→ Source data
··········
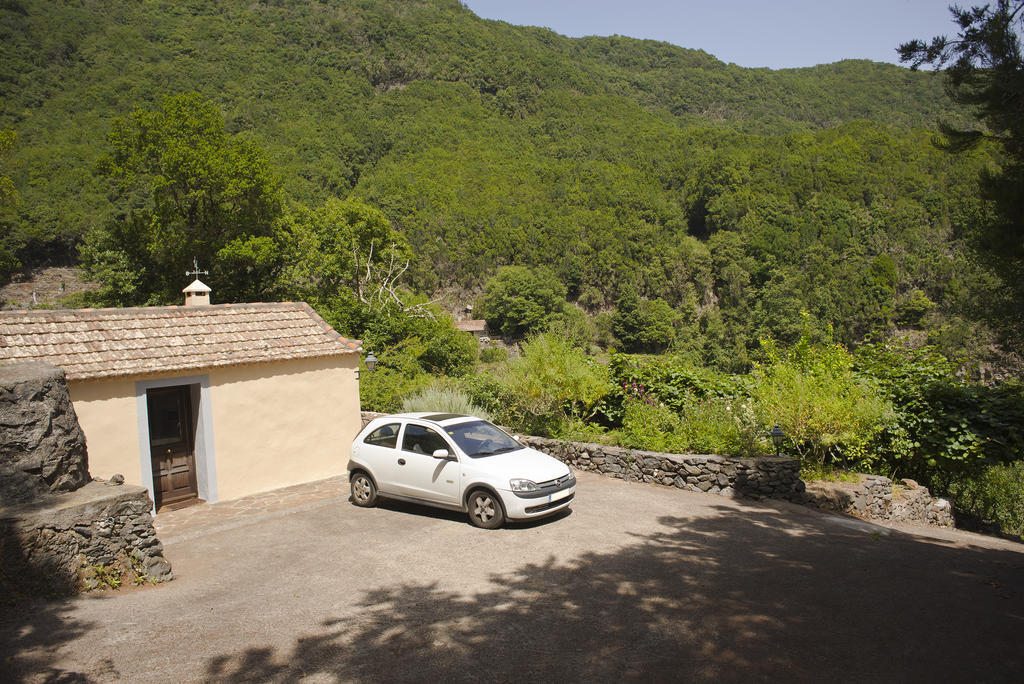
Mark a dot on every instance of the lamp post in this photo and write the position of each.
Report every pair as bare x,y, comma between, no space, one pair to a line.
371,362
776,437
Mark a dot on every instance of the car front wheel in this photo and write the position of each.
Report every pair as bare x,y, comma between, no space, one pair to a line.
485,510
364,489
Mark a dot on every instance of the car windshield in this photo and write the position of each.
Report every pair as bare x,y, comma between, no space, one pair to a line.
480,438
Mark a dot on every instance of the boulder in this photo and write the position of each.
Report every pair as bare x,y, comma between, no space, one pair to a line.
42,447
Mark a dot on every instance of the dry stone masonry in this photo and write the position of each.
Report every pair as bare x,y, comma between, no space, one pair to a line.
767,477
60,532
872,497
877,498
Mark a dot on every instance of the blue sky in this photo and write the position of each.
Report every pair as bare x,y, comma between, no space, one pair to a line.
777,34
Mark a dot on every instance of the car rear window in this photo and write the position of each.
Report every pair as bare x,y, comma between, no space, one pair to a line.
385,435
422,440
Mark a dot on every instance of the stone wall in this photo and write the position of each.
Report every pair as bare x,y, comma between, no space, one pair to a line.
58,530
871,497
60,545
877,498
767,477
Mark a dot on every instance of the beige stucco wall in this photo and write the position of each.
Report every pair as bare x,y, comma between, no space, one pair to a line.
282,424
273,424
109,418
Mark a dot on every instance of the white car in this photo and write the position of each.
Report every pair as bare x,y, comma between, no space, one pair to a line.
460,463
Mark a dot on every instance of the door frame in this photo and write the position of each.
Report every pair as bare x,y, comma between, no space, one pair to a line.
206,467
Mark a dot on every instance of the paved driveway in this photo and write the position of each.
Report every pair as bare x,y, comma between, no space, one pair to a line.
637,583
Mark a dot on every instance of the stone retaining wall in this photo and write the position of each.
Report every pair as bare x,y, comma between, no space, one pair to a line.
876,498
767,477
872,497
42,447
61,545
59,531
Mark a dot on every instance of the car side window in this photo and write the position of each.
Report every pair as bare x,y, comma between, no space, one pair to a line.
420,439
385,435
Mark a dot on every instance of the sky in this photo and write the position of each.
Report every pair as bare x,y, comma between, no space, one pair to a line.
777,34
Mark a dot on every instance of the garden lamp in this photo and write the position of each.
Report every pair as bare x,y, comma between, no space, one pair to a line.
776,437
371,362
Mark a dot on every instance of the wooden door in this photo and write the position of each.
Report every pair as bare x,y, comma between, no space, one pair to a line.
171,444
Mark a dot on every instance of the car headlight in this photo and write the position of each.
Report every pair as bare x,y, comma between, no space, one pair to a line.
523,485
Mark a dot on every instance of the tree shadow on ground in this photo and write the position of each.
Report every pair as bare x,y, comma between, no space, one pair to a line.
765,595
32,634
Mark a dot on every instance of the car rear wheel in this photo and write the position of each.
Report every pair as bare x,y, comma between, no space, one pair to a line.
485,510
364,489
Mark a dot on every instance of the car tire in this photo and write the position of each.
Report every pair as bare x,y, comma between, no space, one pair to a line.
485,510
364,489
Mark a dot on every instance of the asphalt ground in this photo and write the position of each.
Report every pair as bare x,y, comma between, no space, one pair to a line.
636,583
··········
→ WHAT IS REQUIRED
Convert every line of the records above into a numbered list, skipping blank lines and leaving out the pictures.

→ FULL ANSWER
1. Mark a dot on every instance of the lamp post in this photo and write the position of each.
2. Report every pair as bare x,y, comma between, no space, one pair to a line.
3. 371,362
4. 776,437
5. Mark a dot on every instance of the car front wheel in this photo and write the position of each.
6. Report every pair as bare x,y, comma between, no space, one pair to a line.
7. 485,510
8. 364,489
9. Mark a dot on every instance of the car windshield in this photo and write the position of each.
10. Report every pair as bare x,y, comma between, no space, one pair to a line.
11. 480,438
12. Mark a dot on every instance of the boulder in this photo and write the position of each.
13. Report every pair as bare x,y, comma between, no space, one pair to a line.
14. 42,447
15. Mark a dot on every instance of the dry stone masonry in this photo and write the position of each.
16. Report every pair as bare x,y, comma between, no space, one pair to a line.
17. 767,477
18. 60,532
19. 872,497
20. 877,498
21. Mark a dot on every instance of the blue sky in this photo and write the position of each.
22. Report every pair as bare x,y, comma between, no space, one pair to a line.
23. 777,34
24. Mark a dot on every instance of the car rear window in this photo and write the position of each.
25. Report every pair as bare x,y, comma between, no space, one pair to a line.
26. 385,435
27. 422,440
28. Mark a dot on every instance of the stone wall in this photo and write the position of each.
29. Report every pair as bare x,y, comma between, no space, one pair to a line.
30. 58,530
31. 871,497
32. 60,545
33. 877,498
34. 767,477
35. Mark a dot on every instance of the beige stucco wall in this photo and write the position of each.
36. Report every pair as bare x,y, comma between, no space, one pair to a line.
37. 282,424
38. 273,424
39. 109,418
40. Mark a dot on every instance of the white car in this photo and write the position of each.
41. Report every pair as bare x,y, comma between, no space, one pair to a line.
42. 460,463
43. Mark a dot on every instance of the door frame in this photo and write the position of each.
44. Report every pair as bare x,y, comma between, no space, one pair to a line.
45. 206,467
46. Mark a dot on every instance of the paved driveway in this photo and write the position of each.
47. Report every pair as bare x,y, comma between, no space, one pair to a line.
48. 637,583
49. Mark a dot on every instance of the stone retaining wall in this photo and write the position of each.
50. Report every pair as bare x,y, comma between, no space, one pair to a line.
51. 876,498
52. 767,477
53. 872,497
54. 42,447
55. 61,545
56. 59,531
57. Mark a dot on every instance of the car side window in this photo and write the position of each.
58. Report every pair as bare x,y, comma between, no space, one pair to a line.
59. 420,439
60. 385,435
61. Mark a dot on every instance of the sky in this photo and write the position of each.
62. Report every pair as bare x,y, comma between, no space, one pair to a line.
63. 777,34
64. Mark a dot on every instance of the garden lamp in this photo and write the position of each.
65. Report every pair as bare x,y, comma between, no space, one pair to a line.
66. 776,437
67. 371,362
68. Mark a dot on every instance of the wooden door in this photo and write the position of each.
69. Report every pair as bare x,y, comma between, no space, one pair to a line.
70. 171,444
71. Mark a dot on every instance of the car headlight in this photo and write the position of each.
72. Report every pair as bare x,y, comma between, no space, one pair to a line.
73. 523,485
74. Mark a dot on every instance of the tree shadow on ground in this photo and write the position of each.
75. Report every pair as bare x,y, comma between, no space, one pair to a line.
76. 765,595
77. 32,634
78. Mark a dot on every instance of the car rear wheel in this photo and write the position of each.
79. Report every pair as bare x,y, comma between, no space, one pair to a line.
80. 485,510
81. 364,489
82. Mark a dot on every instance of the car tire in this photo and write the position of each.
83. Report every pair as bare x,y, comma between, no space, one pair to a line.
84. 485,510
85. 364,489
86. Mark a dot on every instance of the asphalt ground in this photo and write the position of each.
87. Report every pair as bare x,y, comma between, no space, one pair to a line.
88. 636,583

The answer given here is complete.